(STORED DATA begins)

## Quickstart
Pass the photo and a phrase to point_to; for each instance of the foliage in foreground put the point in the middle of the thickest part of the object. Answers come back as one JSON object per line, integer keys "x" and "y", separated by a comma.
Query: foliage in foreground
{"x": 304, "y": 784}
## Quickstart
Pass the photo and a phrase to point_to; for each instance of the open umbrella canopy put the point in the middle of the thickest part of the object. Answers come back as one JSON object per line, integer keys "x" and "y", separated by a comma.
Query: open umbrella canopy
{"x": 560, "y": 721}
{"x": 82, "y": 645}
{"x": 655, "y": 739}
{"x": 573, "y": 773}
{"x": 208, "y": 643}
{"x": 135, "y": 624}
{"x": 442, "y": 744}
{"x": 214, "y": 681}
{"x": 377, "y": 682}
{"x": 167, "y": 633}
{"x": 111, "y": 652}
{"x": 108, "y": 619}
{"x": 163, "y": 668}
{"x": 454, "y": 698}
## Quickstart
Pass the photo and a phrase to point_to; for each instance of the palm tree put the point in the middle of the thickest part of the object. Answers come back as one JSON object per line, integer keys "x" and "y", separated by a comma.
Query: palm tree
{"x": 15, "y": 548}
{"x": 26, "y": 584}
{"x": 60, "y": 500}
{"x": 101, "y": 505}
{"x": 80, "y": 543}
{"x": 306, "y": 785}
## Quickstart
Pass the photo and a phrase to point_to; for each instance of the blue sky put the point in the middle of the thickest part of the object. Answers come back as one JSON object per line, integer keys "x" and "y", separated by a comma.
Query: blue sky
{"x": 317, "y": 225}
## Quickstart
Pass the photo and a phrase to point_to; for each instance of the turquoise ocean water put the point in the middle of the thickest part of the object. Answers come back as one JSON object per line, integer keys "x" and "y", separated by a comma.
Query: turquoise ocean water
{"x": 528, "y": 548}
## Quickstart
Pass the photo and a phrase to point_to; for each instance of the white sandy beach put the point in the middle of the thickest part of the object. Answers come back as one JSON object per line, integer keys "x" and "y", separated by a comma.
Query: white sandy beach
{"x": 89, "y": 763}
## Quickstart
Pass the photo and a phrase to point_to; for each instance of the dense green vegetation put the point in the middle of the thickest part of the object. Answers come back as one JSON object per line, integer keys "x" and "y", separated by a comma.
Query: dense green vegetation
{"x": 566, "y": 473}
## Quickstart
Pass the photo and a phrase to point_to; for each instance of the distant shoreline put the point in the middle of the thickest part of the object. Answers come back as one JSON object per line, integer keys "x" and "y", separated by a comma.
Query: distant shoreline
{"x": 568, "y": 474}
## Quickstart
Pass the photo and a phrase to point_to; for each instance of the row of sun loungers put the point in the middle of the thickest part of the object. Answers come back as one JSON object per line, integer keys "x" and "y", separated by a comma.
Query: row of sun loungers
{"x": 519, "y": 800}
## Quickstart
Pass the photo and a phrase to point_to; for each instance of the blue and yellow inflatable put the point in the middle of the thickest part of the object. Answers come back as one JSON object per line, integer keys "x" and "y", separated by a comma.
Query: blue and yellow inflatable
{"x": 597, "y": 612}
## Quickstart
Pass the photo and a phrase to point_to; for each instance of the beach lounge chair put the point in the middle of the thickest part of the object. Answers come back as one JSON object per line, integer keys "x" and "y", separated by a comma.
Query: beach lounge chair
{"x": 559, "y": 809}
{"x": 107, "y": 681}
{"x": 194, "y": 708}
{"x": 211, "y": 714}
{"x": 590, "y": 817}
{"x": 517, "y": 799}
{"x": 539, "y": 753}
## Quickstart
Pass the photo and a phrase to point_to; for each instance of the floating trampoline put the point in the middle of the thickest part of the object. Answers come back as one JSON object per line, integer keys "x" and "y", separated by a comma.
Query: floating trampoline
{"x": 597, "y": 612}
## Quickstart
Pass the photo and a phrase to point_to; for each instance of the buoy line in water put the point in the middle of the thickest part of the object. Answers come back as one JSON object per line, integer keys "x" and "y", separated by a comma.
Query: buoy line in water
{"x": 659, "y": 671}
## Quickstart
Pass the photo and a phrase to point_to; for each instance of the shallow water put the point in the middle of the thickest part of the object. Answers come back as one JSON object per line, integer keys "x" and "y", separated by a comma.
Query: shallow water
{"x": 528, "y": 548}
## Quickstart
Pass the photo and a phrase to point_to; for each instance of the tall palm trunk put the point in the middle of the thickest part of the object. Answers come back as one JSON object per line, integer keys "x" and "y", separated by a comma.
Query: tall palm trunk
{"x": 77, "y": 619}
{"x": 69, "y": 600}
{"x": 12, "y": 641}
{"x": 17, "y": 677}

(STORED DATA ends)

Produce an identical printout of the material above.

■ **THE ANSWER**
## Quickstart
Pass the photo and a phrase to point_to; for each instance of the foliage in foreground put the point in the middle of the thickest part of the object. Answers come back as one JSON object per line, integer keys "x" and "y", separated by a comma.
Query: foliage in foreground
{"x": 304, "y": 784}
## Quickstart
Pass the photo and a phrase to point_to; for each instance of the open umbrella canopy put the point in the middle of the thickest part of the object. Answers come back as one JSON object per line, integer keys "x" and "y", separated by a comma.
Query: open umbrella canopy
{"x": 560, "y": 721}
{"x": 82, "y": 645}
{"x": 655, "y": 739}
{"x": 573, "y": 773}
{"x": 208, "y": 643}
{"x": 135, "y": 624}
{"x": 442, "y": 744}
{"x": 214, "y": 681}
{"x": 377, "y": 682}
{"x": 167, "y": 633}
{"x": 111, "y": 652}
{"x": 108, "y": 619}
{"x": 163, "y": 668}
{"x": 454, "y": 698}
## Quickstart
Pass the photo and a phrase to point_to; for each instance of the palm tree put the point in the middle of the thickest part of the object. Answers come back as one JSON object per line, integer keys "x" and "y", separated by a comma.
Query: palm tree
{"x": 15, "y": 548}
{"x": 26, "y": 584}
{"x": 60, "y": 500}
{"x": 101, "y": 505}
{"x": 80, "y": 543}
{"x": 306, "y": 785}
## Quickstart
Pass the photo and a phrase to point_to; for each instance of the blue sky put the point in the middle of the thickest part of the object. Answers come back as one JSON object per line, integer keys "x" and "y", separated by a comma.
Query: blue sky
{"x": 317, "y": 225}
## Quickstart
Pass the photo and a phrase to point_to; for each instance of the turquoise ocean water put the point in the middle of the thickest part of the object. Answers come back as one JSON object per line, integer keys "x" and "y", separated by a comma.
Query: turquoise ocean water
{"x": 528, "y": 548}
## Quickstart
Pass the photo and a phrase to point_to; for each instance of the white sandy beach put the point in the middle of the thickest part of the object. Answers come back as one JSON object per line, integer keys "x" and "y", separated by a comma.
Query: white sandy beach
{"x": 89, "y": 763}
## Quickstart
Pass the photo and a phrase to point_to; for each instance of the dense green vegetation put the point in the middle of the thickest part of the object. Answers come back as one JSON object per line, integer keys "x" and "y", separated by a comma.
Query: dense green vegetation
{"x": 566, "y": 473}
## Quickstart
Pass the photo and a phrase to point_to; for each instance of the distant shoreline put the point in the middle of the thickest part of the object. Answers come back as one JSON object per line, integer keys "x" and "y", separated by a comma.
Query: distant shoreline
{"x": 568, "y": 474}
## Quickstart
Pass the photo and a phrase to point_to; for each instance of the row of sun loungers put the point in the middle of the thickest part of the object. Answers come back as one JSON object per line, integer keys "x" and "y", separated by a comma.
Query: row of sun loungers
{"x": 519, "y": 800}
## Quickstart
Pass the photo and a phrase to point_to; for each instance of the blue and yellow inflatable put the point in the middle of the thickest part of the object. Answers come back as one JSON object per line, integer keys "x" and "y", separated by a comma.
Query: blue and yellow inflatable
{"x": 597, "y": 612}
## Quickstart
Pass the photo and a phrase to point_to; for each instance of the beach lounge chair put the point in the middle of the thickest part of the object. Answers come back as one JSON object per line, integer keys "x" and "y", separated by a comma.
Query: beach lounge chair
{"x": 559, "y": 809}
{"x": 107, "y": 681}
{"x": 194, "y": 708}
{"x": 211, "y": 714}
{"x": 590, "y": 817}
{"x": 517, "y": 799}
{"x": 539, "y": 753}
## Quickstart
Pass the photo and a phrase to point_to; for each instance of the floating trampoline put the point in the middle of the thickest part of the object. Answers come back as one JSON object per line, integer keys "x" and "y", separated by a comma.
Query: floating trampoline
{"x": 597, "y": 612}
## Quickstart
Pass the photo and a phrase to point_to; for each instance of the buoy line in water put the point in the middle of the thickest part of the object. Answers come back as one JSON object per line, integer keys "x" and "y", separated by a comma.
Query: buoy line in water
{"x": 659, "y": 671}
## Quickstart
Pass the photo and a phrase to point_to; for each instance of the shallow water put the point in the middle of the thickest part of the object. Answers come back as one JSON object per line, integer keys "x" and "y", separated by a comma.
Query: shallow water
{"x": 528, "y": 548}
## Quickstart
Pass the photo and a phrase to point_to; for each instance of the tall palm trunk put the point in the middle of the thickest part of the object. Answers come back as one JSON object per line, integer keys "x" and "y", separated by a comma.
Query: tall palm trunk
{"x": 77, "y": 619}
{"x": 69, "y": 600}
{"x": 12, "y": 641}
{"x": 17, "y": 677}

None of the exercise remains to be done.